* **Source document**

Phase II study reveals potential biomarker for HIV vaccine

Published on July 18, 2014 at 6:40 AM · No Comments

Further analysis of a Phase II study of therapeutic HIV vaccine candidate Vacc-4x revealed a potential biomarker associated with participants who experienced a more profound viral load reduction after receiving the vaccine. The results of this exploratory, ad hoc, subset analysis by St George's, University of London and Bionor Pharma were announced today at the AIDS 2014 Conference in Melbourne, Australia.

If confirmed, the biomarker may be able to predict which patients will benefit most from the therapeutic HIV vaccine candidate Vacc-4x, which is being developed by the Norwegian vaccine company Bionor Pharma.

St George's, University of London has had a long-standing collaboration with Bionor Pharma in a project to study HIV-associated immune activation that drives disease progression. Based on St George's work within this field, Bionor Pharma has developed a peptide (C5/gp41732-744 ) that can be used to detect antibodies against a part of the HIV envelope glycoprotein. The presence of antibodies to this part of HIV has been associated with slowed disease progression in the absence of combination antiretroviral therapy (ART).

* **Required action A**
Decide whether each statement agrees with the HIV vaccine article. Answer yes or no for each, and quote the words from the article that settle it.
(i) The results of the subset analysis were announced at the AIDS 2014 Conference in Melbourne.
(ii) Vacc-4x is being developed by St George's, University of London.
(iii) The analysis that revealed the biomarker was exploratory and ad hoc.
* **Required action B**
According to the HIV vaccine article, what can the peptide developed by Bionor Pharma be used to detect?
* **Required action C**
Rewrite the paragraph of the HIV vaccine article that begins "St George's, University of London has had" as a short bulleted list that keeps its main facts.

* **Data section**

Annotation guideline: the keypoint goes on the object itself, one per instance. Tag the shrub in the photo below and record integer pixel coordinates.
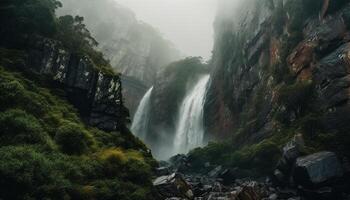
(73, 139)
(28, 174)
(18, 127)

* **Exercise result A**
(i) Yes: "were announced today at the AIDS 2014 Conference in Melbourne, Australia"
(ii) No: "which is being developed by the Norwegian vaccine company Bionor Pharma"
(iii) Yes: "this exploratory, ad hoc, subset analysis"

* **Exercise result B**
Antibodies against a part of the HIV envelope glycoprotein.

* **Exercise result C**
- St George's, University of London and Bionor Pharma have a long-standing collaboration studying HIV-associated immune activation, which drives disease progression.
- Building on St George's work, Bionor Pharma developed a peptide (C5/gp41732-744) that detects antibodies against a part of the HIV envelope glycoprotein.
- Antibodies to this part of HIV have been associated with slowed disease progression in the absence of combination antiretroviral therapy (ART).